Pictures must not be copied, but every entry must be reproduced exactly.
+ + +
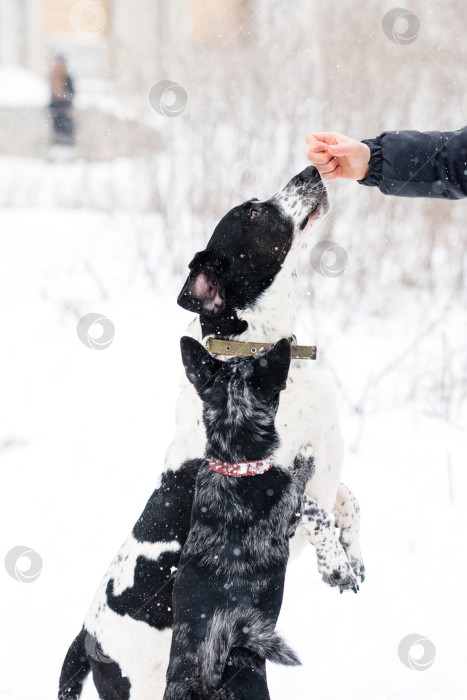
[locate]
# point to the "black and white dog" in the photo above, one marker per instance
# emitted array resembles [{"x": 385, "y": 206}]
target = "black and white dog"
[
  {"x": 229, "y": 585},
  {"x": 243, "y": 286}
]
+ + +
### Output for this task
[locate]
# point to the "black and white dog" in the photo above, one marker per instance
# emitted array resembles [{"x": 385, "y": 206}]
target = "black and white dog"
[
  {"x": 229, "y": 585},
  {"x": 243, "y": 286}
]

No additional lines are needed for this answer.